start Page

Defendant is correct that valid and effective service was not made until eight days after the 120-day deadline, but this Court finds good cause for the delay because Plaintiff's attorneys obtained limited information and did the best they could with what they had. Moreover, Plaintiff's attorneys twice believed they had completed service, and twice undertook diligent efforts to locate and serve Defendant upon learning otherwise: they hired a private investigator after the erroneous service on a non-party, and then attempted service several days in a row after Defendant's ex-wife provided his correct address. (Plaintiff's Opposition at 3). These efforts, in light of the briefness of the delay as well as Defendant's admission that he had actual notice, convince this Court that Defendant has suffered no prejudice. See, e.g., Geller v. Newell, 602 F.Supp. 501, 502 (S.D.N.Y. 1984) (brief delay); Justice v. Lyng, 716 F.Supp. 1567, 1570 (D. Ariz. 1988) (actual notice).

end Page
start Listed records

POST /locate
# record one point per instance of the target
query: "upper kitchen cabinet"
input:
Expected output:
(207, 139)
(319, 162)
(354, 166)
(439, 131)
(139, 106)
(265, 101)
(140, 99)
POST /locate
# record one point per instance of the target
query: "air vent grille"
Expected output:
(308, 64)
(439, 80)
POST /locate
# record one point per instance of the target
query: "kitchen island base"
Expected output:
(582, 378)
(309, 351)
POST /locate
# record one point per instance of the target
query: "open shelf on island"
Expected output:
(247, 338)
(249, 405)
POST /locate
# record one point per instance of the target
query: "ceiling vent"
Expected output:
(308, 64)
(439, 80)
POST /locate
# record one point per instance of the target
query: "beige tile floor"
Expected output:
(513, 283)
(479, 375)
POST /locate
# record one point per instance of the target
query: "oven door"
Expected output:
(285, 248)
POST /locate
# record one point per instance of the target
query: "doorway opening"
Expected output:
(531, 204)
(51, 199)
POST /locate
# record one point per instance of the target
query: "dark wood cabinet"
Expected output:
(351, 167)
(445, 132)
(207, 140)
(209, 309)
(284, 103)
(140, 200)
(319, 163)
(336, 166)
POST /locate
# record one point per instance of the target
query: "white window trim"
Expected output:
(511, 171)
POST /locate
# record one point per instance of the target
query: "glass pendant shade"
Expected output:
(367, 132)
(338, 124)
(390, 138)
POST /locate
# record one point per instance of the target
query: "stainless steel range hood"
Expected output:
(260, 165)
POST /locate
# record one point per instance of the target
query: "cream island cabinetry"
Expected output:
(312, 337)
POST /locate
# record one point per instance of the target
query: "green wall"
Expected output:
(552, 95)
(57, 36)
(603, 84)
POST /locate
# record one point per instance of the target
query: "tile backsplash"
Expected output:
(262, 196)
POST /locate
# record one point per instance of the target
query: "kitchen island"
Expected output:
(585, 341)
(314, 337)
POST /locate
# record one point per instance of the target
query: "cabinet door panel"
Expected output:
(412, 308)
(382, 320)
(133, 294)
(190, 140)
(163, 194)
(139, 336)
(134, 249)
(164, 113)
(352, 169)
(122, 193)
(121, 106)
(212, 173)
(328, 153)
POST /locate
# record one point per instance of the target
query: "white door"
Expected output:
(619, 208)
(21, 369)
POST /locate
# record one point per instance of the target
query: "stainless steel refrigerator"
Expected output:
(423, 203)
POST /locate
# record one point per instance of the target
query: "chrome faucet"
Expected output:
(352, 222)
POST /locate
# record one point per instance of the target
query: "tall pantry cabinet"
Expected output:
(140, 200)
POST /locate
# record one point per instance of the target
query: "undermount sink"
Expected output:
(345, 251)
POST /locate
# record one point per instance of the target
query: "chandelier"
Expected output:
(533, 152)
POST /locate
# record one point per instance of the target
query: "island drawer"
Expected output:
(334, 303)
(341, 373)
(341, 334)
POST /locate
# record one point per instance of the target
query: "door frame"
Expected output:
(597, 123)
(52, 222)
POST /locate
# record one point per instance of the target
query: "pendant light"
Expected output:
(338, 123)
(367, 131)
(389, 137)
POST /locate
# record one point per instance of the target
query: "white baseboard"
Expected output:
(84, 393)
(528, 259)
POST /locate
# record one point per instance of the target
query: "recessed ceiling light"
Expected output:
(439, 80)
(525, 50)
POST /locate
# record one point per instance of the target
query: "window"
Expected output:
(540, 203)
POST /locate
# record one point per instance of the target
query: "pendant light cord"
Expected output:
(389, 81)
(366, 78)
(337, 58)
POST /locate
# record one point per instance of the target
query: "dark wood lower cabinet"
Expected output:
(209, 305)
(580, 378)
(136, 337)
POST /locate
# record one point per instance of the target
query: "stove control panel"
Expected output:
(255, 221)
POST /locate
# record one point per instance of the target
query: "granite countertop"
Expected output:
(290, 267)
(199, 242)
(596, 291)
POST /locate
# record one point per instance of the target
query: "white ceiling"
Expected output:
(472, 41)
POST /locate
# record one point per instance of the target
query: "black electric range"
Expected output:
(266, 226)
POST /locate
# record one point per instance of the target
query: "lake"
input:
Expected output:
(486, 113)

end Listed records

### Short problem
Continue the court opinion on late service, starting after its last sentence. These entries have no connection to the court opinion on late service.

### Response
Defendant also contests personal jurisdiction. (Defendant's Reply at 7-11). He argues that, under International Shoe v. Washington, 326 U.S. 310 (1945), he does not have the minimum contacts with Washington State required to support jurisdiction because he has never lived or worked here and he has never purposefully availed himself of the benefits and protections of Washington law. (Id. at 8-10). He also argues that, given the parties' relative financial circumstances, it would be unreasonable to subject him to jurisdiction in this forum. (Id. at 11). However, Defendant Lynch did not raise the personal jurisdiction issue until his Reply. For this reason, the Court grants Plaintiff 10 days from the date of this Order to file a supplemental responsive brief (not to exceed six pages).

Conclusion

Defendant has misunderstood the technical requirements of the Rules of Civil Procedure, and service of process was valid and effective under Rule 4(e) on February 1, 2005. The usual deadline of 120 days under Rule 4(m) is also extended retroactively because this Court finds good cause for the minor delay in effective service. Therefore, this Court, having considered all the pleadings and all exhibits and declarations attached thereto, makes the following ruling:

IT IS HEREBY ORDERED that Defendant Daniel Lynch's motion to dismiss is DENIED in part as to the sufficiency of service process, and Plaintiff is GRANTED 10 days to file supplemental briefing with this Court regarding personal jurisdiction over the Defendant.

The clerk is directed to provide copies of this order to all counsel of record.


Summaries of

Grassmueck v. Bensky

United States District Court, W.D. Washington, Seattle
Feb 22, 2006
No. C04-2016P (W.D. Wash. Feb. 22, 2006)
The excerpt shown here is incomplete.